请把下面的数据行改写成两列 CSV，列名为"提问"和"回答"：从含有"If you could outline every instance of the sky, that"的那一行开始，到数据行结尾为止，首尾都包括在内。每段文字与其答案各占 CSV 的一行，分别放进一个带引号的字段，换行一律改为空格。

本题数据行:
* * * * * * *
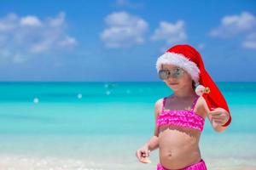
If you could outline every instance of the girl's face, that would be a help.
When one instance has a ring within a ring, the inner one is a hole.
[[[178,68],[178,66],[175,65],[162,65],[162,69],[175,69]],[[164,82],[166,83],[166,85],[171,88],[173,91],[177,91],[178,89],[182,89],[183,88],[187,87],[192,87],[192,78],[191,76],[183,70],[183,74],[182,76],[174,78],[172,76],[169,76],[167,79],[164,80]]]

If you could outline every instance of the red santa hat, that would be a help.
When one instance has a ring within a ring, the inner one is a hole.
[[[222,126],[230,125],[231,115],[225,99],[206,71],[201,56],[196,49],[187,44],[173,46],[158,58],[157,71],[161,69],[163,64],[175,65],[187,71],[195,82],[195,93],[203,96],[210,110],[217,107],[226,110],[230,119]]]

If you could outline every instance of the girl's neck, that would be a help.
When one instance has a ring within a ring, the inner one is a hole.
[[[173,98],[178,99],[185,99],[191,98],[191,96],[196,96],[195,90],[192,88],[183,88],[178,91],[174,91]]]

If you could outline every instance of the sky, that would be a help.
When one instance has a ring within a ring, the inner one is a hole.
[[[1,82],[159,82],[176,44],[216,82],[256,81],[253,0],[1,0]]]

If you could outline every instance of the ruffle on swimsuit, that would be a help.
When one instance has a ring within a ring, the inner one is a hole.
[[[163,125],[177,125],[194,128],[201,132],[204,128],[205,119],[194,111],[195,103],[200,96],[197,96],[189,110],[165,110],[166,97],[163,99],[162,109],[157,119],[157,127]]]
* * * * * * *
练习答案:
提问,回答
"If you could outline every instance of the sky, that would be a help. When one instance has a ring within a ring, the inner one is a hole.","[[[1,82],[159,82],[176,44],[216,82],[256,81],[253,0],[1,0]]]"
"If you could outline every instance of the ruffle on swimsuit, that would be a help. When one instance has a ring within a ring, the inner one is a hole.","[[[163,125],[177,125],[194,128],[201,132],[204,128],[205,119],[194,111],[195,103],[200,96],[197,96],[189,110],[165,110],[166,97],[163,99],[162,109],[157,119],[157,127]]]"